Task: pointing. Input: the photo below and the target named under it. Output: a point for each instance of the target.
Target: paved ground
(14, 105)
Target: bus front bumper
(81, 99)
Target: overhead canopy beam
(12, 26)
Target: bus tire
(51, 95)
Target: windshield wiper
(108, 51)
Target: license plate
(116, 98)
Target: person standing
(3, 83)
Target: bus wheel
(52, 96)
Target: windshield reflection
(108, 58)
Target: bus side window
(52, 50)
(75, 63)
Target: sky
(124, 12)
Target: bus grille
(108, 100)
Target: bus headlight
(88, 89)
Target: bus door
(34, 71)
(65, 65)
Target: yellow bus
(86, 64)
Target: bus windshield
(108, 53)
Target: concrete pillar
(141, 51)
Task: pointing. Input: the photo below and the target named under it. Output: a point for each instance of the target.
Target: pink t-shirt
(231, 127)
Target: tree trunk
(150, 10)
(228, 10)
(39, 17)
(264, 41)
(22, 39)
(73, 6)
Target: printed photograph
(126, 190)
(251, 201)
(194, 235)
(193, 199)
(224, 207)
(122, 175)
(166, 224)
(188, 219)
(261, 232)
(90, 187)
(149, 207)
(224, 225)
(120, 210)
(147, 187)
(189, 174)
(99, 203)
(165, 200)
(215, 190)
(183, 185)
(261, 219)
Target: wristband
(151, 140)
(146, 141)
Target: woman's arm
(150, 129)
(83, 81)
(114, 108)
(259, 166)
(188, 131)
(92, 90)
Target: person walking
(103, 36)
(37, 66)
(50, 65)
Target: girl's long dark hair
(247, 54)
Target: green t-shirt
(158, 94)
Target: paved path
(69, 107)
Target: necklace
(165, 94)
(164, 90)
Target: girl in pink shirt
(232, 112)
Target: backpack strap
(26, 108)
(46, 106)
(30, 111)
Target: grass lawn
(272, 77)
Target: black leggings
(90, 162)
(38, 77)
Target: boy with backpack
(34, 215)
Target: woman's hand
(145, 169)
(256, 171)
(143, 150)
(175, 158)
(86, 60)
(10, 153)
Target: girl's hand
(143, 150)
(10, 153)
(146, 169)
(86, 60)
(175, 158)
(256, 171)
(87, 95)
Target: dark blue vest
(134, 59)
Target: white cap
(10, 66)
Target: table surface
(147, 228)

____________________

**What you should do**
Only these lines should appear in the reply: the one containing "Target: bus headlight", the last line of the data, and all lines between them, each copied exactly.

**Response area**
Target: bus headlight
(88, 89)
Target: bus door
(34, 71)
(65, 65)
Target: yellow bus
(86, 64)
Target: bus windshield
(108, 53)
Target: concrete pillar
(141, 51)
Task: pointing. Input: the photo below and the target named under it. Output: a point for each instance of the target.
Target: pink t-shirt
(231, 127)
Target: tree trunk
(150, 10)
(228, 10)
(39, 17)
(264, 41)
(22, 39)
(73, 6)
Target: printed photograph
(126, 190)
(251, 201)
(194, 235)
(193, 199)
(224, 207)
(122, 175)
(166, 224)
(188, 219)
(261, 232)
(90, 187)
(149, 207)
(224, 225)
(120, 210)
(147, 187)
(189, 174)
(99, 203)
(165, 200)
(215, 190)
(183, 185)
(261, 219)
Target: wristband
(151, 140)
(146, 141)
Target: woman's arm
(150, 129)
(83, 81)
(114, 108)
(259, 166)
(188, 131)
(92, 90)
Target: person walking
(103, 36)
(37, 66)
(50, 65)
Target: girl's long dark hair
(247, 54)
Target: green t-shirt
(158, 94)
Target: paved path
(69, 107)
Target: necklace
(165, 94)
(164, 90)
Target: girl in pink shirt
(232, 112)
Target: backpack strap
(26, 108)
(46, 106)
(30, 111)
Target: grass lawn
(272, 77)
Target: black leggings
(90, 162)
(38, 77)
Target: boy with backpack
(34, 215)
Target: woman's hand
(145, 169)
(256, 171)
(143, 150)
(175, 158)
(86, 60)
(10, 153)
Target: girl's hand
(143, 150)
(10, 153)
(146, 169)
(86, 60)
(175, 158)
(256, 171)
(87, 95)
Target: dark blue vest
(134, 59)
Target: white cap
(10, 66)
Target: table surface
(147, 228)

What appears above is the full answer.